Copy the lines below word for word, leaving out the pictures.

(Lines from a data source)
▼

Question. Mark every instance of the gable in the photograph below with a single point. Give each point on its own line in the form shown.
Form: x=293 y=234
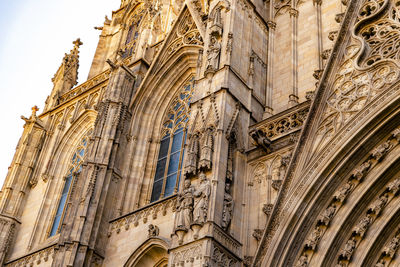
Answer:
x=359 y=83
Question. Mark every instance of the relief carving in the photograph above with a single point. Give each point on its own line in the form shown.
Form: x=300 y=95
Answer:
x=227 y=206
x=362 y=226
x=206 y=150
x=327 y=215
x=303 y=261
x=347 y=251
x=312 y=241
x=193 y=155
x=257 y=234
x=213 y=53
x=153 y=230
x=378 y=204
x=184 y=215
x=202 y=195
x=343 y=191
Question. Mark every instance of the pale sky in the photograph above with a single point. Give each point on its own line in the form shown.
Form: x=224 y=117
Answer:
x=35 y=34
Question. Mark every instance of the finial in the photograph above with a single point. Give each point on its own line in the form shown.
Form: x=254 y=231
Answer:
x=34 y=110
x=77 y=43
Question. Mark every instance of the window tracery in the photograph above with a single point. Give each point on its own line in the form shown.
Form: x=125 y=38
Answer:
x=74 y=170
x=171 y=151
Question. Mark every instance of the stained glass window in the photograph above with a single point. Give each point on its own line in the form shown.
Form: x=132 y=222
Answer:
x=74 y=169
x=171 y=152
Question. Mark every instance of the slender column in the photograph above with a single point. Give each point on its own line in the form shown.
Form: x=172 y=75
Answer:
x=293 y=97
x=270 y=76
x=318 y=4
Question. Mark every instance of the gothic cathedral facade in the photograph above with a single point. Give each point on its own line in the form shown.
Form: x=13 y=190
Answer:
x=216 y=133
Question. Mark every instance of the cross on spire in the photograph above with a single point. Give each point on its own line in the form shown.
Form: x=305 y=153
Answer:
x=77 y=43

▲

## FINAL RESULT
Question. Mark every instance of the gable in the photograph below with a single point. Give each point on its own line in the form shown.
Form: x=293 y=234
Answer:
x=359 y=83
Question. Mark every instance of the relief carving in the photograph above with a single point. Give each point on its own line in the form shown.
Form: x=300 y=95
Answer:
x=227 y=206
x=362 y=226
x=206 y=150
x=327 y=215
x=303 y=261
x=347 y=251
x=312 y=241
x=193 y=155
x=257 y=234
x=213 y=53
x=153 y=230
x=378 y=204
x=184 y=215
x=202 y=195
x=343 y=191
Question. Mark every instance of the pale sky in the photograph above with a single point. Give each point on its own line in the form shown.
Form: x=224 y=117
Answer:
x=35 y=34
Question. Mark every instance of the finial in the photograph above with a single point. Give each point on its own line in the form shown.
Form: x=254 y=231
Answer:
x=34 y=110
x=77 y=43
Question. Mark every instance of the window tracery in the photograph above with a single point. Give each point on its own line in the form shown.
Form: x=125 y=38
Answer:
x=74 y=170
x=171 y=151
Question. Mark every instance of the stained glass window in the photograph above with a single point. Give each point on its own line in the form shown.
Form: x=132 y=222
Answer:
x=74 y=169
x=171 y=152
Question. Mark every instance of the slender column in the photograph above with a single point. Give each point on its own line in the form shown.
Form: x=172 y=75
Answer:
x=293 y=97
x=270 y=76
x=318 y=4
Question. Mark every instance of the gothic cathedral facade in the photograph above with a single point. Give each point on its own line in the form shown.
Form: x=13 y=190
Answer:
x=216 y=133
Question. Mark every instance of the cross on spire in the photograph above with a single point. Give each point on its own line in the form shown.
Form: x=305 y=153
Answer:
x=77 y=43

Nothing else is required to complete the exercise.